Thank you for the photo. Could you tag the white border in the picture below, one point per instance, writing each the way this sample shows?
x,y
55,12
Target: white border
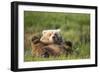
x,y
22,64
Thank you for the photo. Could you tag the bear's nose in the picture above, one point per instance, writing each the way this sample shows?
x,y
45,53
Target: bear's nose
x,y
54,37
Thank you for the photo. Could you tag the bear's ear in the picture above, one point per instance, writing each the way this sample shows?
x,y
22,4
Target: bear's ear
x,y
58,30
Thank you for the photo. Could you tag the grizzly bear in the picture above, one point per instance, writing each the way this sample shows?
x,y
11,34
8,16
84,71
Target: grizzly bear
x,y
40,49
48,35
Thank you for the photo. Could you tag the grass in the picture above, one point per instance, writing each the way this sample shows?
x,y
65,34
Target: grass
x,y
74,27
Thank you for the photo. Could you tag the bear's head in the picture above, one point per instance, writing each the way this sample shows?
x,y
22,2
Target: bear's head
x,y
50,36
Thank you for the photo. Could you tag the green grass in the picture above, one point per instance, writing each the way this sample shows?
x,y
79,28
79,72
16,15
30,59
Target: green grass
x,y
74,27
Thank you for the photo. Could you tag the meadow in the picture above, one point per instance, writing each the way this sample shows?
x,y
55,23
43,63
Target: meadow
x,y
74,27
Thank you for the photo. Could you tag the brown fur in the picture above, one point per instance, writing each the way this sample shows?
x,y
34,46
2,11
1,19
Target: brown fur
x,y
39,49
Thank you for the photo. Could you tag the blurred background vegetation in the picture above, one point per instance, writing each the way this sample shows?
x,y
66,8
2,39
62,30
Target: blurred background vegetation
x,y
74,27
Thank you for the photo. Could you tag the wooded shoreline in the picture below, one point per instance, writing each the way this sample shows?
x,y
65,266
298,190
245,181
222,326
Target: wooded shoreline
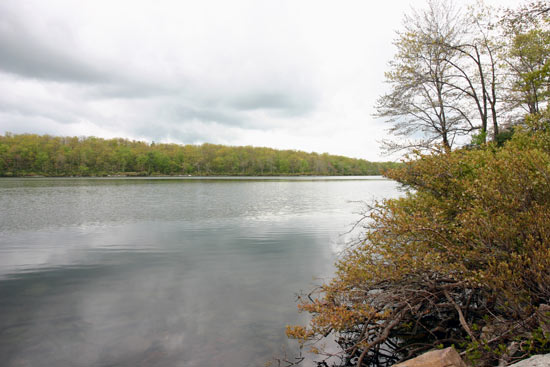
x,y
29,155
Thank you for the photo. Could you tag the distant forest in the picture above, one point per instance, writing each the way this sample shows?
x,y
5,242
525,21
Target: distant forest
x,y
32,155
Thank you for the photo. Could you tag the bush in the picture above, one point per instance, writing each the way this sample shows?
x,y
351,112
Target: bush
x,y
462,259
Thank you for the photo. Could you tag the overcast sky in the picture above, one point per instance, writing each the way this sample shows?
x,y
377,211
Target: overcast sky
x,y
285,74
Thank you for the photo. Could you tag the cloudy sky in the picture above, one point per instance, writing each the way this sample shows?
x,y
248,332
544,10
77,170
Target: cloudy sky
x,y
285,74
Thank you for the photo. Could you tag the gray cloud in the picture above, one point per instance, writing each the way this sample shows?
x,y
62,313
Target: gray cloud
x,y
251,73
25,54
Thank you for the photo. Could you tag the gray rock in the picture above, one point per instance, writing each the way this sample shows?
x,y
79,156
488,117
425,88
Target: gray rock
x,y
542,360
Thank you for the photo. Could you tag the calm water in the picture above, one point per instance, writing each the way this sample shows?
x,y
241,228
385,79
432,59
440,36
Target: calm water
x,y
164,272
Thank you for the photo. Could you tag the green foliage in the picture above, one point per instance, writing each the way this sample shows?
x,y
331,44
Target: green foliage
x,y
27,154
463,259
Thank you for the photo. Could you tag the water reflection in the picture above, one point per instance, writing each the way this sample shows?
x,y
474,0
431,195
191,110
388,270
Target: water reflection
x,y
193,273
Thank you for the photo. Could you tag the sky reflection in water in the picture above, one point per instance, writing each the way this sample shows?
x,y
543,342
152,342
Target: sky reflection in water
x,y
164,272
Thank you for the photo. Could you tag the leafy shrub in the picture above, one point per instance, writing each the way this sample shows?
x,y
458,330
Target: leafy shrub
x,y
462,259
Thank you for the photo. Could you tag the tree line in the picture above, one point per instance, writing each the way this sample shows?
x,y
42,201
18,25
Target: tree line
x,y
29,154
461,259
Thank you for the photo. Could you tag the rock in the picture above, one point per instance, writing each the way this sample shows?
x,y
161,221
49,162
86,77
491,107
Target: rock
x,y
447,357
542,360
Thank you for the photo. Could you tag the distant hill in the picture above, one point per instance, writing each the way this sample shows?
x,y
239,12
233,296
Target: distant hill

◆ **Activity**: Check each line of the listing above for the string "below", then please give the number of lines where it appears and nothing else.

◆ **Answer to this exercise**: 2